[Recorded data]
:::
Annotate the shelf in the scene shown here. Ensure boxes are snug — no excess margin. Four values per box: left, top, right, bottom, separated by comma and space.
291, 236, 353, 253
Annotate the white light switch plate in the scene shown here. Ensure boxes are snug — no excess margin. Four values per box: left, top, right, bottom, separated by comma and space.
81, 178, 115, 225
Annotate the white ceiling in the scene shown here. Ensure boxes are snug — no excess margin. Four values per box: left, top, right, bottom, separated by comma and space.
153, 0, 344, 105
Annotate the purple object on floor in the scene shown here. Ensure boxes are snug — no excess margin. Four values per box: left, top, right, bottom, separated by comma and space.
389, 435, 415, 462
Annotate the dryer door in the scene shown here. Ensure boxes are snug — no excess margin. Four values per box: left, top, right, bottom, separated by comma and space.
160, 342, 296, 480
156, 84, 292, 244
:::
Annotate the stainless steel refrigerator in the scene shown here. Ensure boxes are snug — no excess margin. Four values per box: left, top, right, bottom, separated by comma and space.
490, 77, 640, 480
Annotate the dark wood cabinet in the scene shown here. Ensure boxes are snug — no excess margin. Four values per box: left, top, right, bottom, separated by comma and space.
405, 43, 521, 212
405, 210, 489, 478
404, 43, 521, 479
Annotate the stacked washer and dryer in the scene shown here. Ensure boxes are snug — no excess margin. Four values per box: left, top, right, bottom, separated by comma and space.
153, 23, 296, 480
:::
* _Exercise aim_
Reproduce the rows starting at the line containing "Annotate the purple" and ending at the line containing "156, 84, 292, 244", substituting "tight" for "snug" and leaving everything else unchanged.

* _Solution for this exercise_
Annotate the purple object on floor in the scene shown here. Ensure boxes are tight — no excess margin. Four values per box: left, top, right, bottom, separated by comma and space.
389, 435, 415, 462
Annotate the dryer door in the scene shown here. Ensure boxes are tight — no excess margin. Four values per box: left, top, right, bottom, separated by comma and space.
160, 342, 296, 480
156, 84, 292, 244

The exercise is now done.